- [DATA PROVIDED]:
──────────
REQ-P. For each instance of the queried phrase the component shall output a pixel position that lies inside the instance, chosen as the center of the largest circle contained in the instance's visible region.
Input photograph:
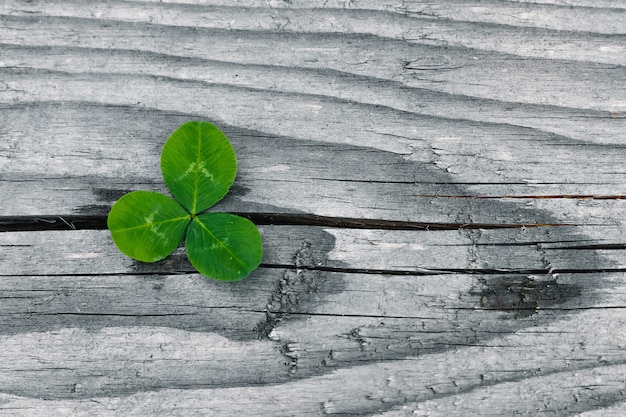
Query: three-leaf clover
(199, 166)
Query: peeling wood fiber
(439, 185)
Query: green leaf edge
(245, 268)
(115, 232)
(199, 126)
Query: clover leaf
(199, 166)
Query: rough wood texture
(440, 187)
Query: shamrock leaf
(199, 166)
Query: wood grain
(439, 186)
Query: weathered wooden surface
(440, 187)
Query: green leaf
(147, 226)
(198, 165)
(224, 246)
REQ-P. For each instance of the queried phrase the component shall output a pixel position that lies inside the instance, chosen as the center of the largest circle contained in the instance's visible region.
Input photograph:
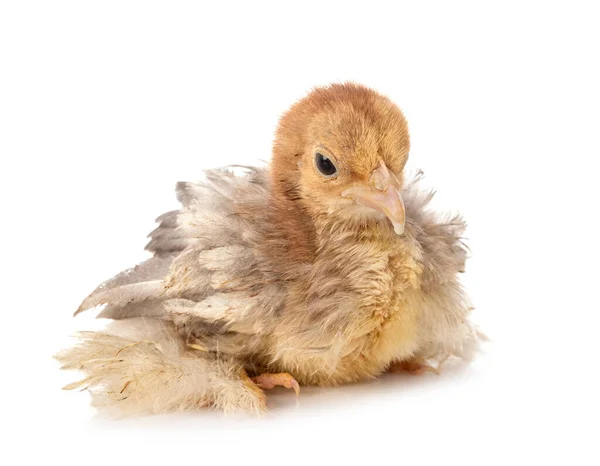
──────────
- [PROBLEM STATEMENT]: Copy all of the lines above word for word, but leave the pictures out.

- [TASK OUTPUT]:
REQ-P. For each instance of the queried phrase the component shall output a pixel position that lies inside the instance, chosen as the center of the largest circle contained in the instance's visible region.
Input photograph:
Query: three-leaf clover
(199, 166)
Query: peeling wood fiber
(439, 185)
Query: green leaf edge
(245, 268)
(115, 232)
(199, 126)
Query: clover leaf
(199, 166)
Query: rough wood texture
(440, 187)
Query: shamrock leaf
(199, 166)
Query: wood grain
(439, 186)
Query: weathered wooden surface
(440, 187)
Query: green leaf
(147, 226)
(198, 165)
(224, 246)
REQ-P. For each instance of the queried phrase the component shall output a pixel position that lies inside the instance, chosen as the center of the largest circle contained in the instance's visible region.
Input photograph:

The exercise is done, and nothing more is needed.